Texto del documento:
============================================================

Oh Tú, completamente casta, totalmente buena y 
misericordiosísima Señora, consuelo de los cristianos, el más 
seguro refugio de los pecadores, el más ardiente alivio de los 
afligidos: no nos dejes como huérfanos privados de tu socorro. 
¿En quién nos ampararemos si somos abandonados lejos de ti? 
¿Qué sería de nosotros, Santa Madre de Dios, que eres aliento y 
espíritu de los cristianos? Así como la respiración es señal cierta 
de que nuestro cuerpo posee la vida, así también tu santísimo 
nombre, incesantemente pronunciado por la boca de tus siervos 
en todo tiempo y lugar, es no sólo signo, sino causa de vida, de 
alegría y de auxilio para nosotros. Protégenos bajo las alas de tu 
bondad, auxílianos con tu intercesión, alcánzanos la vida eterna, 
Tú que eres la Esperanza de los cristianos, esperanza nunca 
frustrada. Nosotros somos pobres en las obras y en los modos 
divinos de actuar; pero, al contemplar las riquezas de benignidad 
que Tú nos muestras, podemos decir: la misericordia del Señor 
llena toda la tierra (Sal 32, 5). 

Estando lejos de Dios por la muchedumbre de nuestros 
pecados, por medio de ti le hemos buscado; y, al encontrarle, 
hemos sido salvados. Poderoso es tu auxilio para alcanzar la 
salvación, oh Madre de Dios; tan grande que no hay necesidad de 
otro intercesor cerca del Señor. A ti acude ahora tu pueblo, tu 
herencia, tu grey, que se honra con el nombre de cristiano, porque 
conocemos y tenemos experiencia de que recurriendo 
insistentemente a ti en los peligros, recibimos abundante respuesta 
a nuestras peticiones. Tu munificencia, en efecto, no tiene límites; 
tu socorro es inagotable; no tienen número tus dones.

============================================================

Filas:
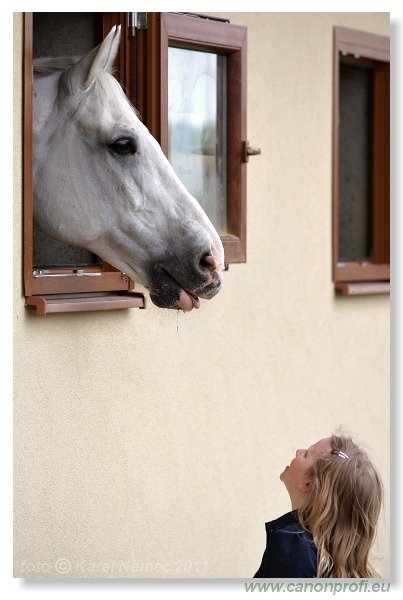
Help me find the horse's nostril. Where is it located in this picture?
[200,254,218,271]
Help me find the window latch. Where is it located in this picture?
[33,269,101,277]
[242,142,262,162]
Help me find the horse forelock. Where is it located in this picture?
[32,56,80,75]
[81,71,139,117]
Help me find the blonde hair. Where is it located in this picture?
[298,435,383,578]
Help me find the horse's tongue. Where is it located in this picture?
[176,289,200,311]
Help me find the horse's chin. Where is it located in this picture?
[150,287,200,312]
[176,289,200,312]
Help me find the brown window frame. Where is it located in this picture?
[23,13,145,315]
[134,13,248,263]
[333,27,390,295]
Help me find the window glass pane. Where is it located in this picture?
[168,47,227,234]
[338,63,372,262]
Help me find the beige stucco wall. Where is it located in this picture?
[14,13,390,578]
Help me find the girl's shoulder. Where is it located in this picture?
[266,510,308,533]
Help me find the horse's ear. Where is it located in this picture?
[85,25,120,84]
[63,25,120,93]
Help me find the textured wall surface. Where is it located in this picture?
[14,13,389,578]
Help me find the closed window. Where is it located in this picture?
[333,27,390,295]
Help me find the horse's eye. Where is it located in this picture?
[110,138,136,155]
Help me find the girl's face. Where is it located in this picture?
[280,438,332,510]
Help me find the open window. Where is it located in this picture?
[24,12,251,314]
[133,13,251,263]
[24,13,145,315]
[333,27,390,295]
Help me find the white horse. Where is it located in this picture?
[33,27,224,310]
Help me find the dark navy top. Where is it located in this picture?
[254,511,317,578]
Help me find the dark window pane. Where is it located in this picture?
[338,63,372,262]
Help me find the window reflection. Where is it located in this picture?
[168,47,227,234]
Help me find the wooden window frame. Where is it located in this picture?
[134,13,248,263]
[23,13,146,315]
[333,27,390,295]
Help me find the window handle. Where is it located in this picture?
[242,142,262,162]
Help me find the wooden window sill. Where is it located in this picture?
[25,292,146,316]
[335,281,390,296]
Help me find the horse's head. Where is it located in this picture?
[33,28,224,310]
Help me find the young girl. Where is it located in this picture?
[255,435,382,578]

============================================================

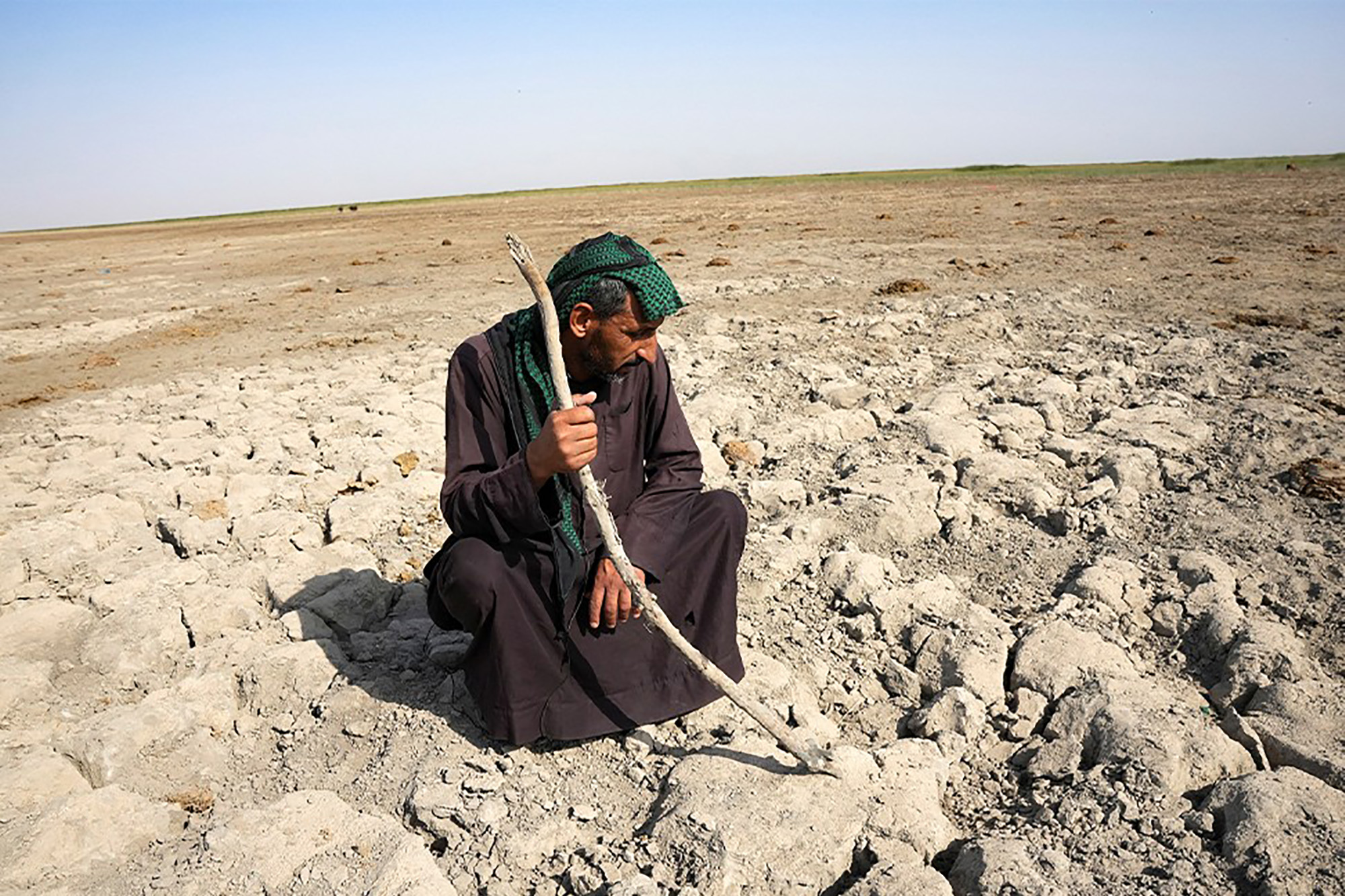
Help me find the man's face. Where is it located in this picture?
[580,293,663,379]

============================================================

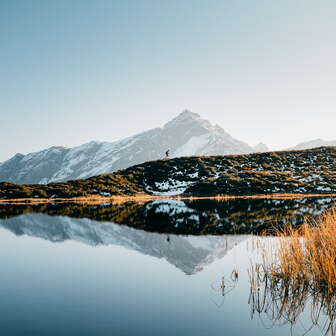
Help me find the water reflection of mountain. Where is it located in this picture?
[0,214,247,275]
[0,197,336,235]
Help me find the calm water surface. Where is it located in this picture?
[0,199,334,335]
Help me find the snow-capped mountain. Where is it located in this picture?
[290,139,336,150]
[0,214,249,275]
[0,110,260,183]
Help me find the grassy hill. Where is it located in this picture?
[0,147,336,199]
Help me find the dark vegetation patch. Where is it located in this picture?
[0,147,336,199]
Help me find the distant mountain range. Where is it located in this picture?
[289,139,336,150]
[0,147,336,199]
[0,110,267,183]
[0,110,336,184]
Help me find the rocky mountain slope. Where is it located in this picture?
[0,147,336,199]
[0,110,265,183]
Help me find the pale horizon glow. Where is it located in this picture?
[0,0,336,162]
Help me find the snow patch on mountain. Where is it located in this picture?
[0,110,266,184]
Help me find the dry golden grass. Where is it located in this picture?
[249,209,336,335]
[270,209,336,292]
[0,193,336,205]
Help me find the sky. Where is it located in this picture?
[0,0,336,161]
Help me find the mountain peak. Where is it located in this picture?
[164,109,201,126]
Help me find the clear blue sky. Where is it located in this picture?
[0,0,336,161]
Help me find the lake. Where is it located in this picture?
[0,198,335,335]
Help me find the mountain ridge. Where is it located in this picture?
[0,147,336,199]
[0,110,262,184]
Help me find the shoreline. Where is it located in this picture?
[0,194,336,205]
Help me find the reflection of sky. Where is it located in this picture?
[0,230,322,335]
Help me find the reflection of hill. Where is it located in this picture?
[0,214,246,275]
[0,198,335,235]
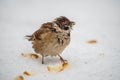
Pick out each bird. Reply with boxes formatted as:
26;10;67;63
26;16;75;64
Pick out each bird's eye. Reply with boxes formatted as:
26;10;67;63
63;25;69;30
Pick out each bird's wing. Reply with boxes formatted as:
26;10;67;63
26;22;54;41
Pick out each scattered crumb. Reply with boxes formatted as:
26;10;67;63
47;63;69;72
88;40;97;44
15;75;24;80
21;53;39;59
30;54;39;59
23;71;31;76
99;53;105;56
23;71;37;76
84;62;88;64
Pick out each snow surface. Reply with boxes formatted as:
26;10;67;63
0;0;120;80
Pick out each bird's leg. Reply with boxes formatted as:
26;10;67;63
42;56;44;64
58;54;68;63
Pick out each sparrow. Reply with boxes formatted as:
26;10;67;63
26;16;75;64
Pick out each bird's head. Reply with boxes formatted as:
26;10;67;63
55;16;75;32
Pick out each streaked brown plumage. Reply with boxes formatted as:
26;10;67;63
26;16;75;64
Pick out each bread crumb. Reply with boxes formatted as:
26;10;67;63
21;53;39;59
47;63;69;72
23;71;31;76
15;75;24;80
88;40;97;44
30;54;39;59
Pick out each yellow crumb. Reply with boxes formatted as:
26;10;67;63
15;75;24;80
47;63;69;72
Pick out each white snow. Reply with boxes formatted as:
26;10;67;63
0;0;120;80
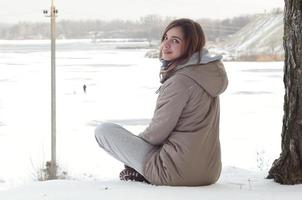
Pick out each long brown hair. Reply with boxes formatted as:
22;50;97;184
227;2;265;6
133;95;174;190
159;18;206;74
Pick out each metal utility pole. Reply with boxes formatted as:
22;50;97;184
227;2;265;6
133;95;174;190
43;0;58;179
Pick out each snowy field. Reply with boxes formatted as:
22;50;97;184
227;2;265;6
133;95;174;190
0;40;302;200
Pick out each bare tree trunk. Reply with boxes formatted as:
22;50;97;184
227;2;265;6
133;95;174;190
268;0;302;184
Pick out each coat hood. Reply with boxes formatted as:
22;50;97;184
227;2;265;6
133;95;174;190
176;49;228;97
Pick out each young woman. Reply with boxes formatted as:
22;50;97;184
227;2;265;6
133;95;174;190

============================================================

Objetivo:
Reproduce sin cambios el fragmento de la plegaria a la Madre de Dios que va desde "Oh Tú, completamente" hasta "lejos de ti?".

Respuesta esperada:
Oh Tú, completamente casta, totalmente buena y 
misericordiosísima Señora, consuelo de los cristianos, el más 
seguro refugio de los pecadores, el más ardiente alivio de los 
afligidos: no nos dejes como huérfanos privados de tu socorro. 
¿En quién nos ampararemos si somos abandonados lejos de ti?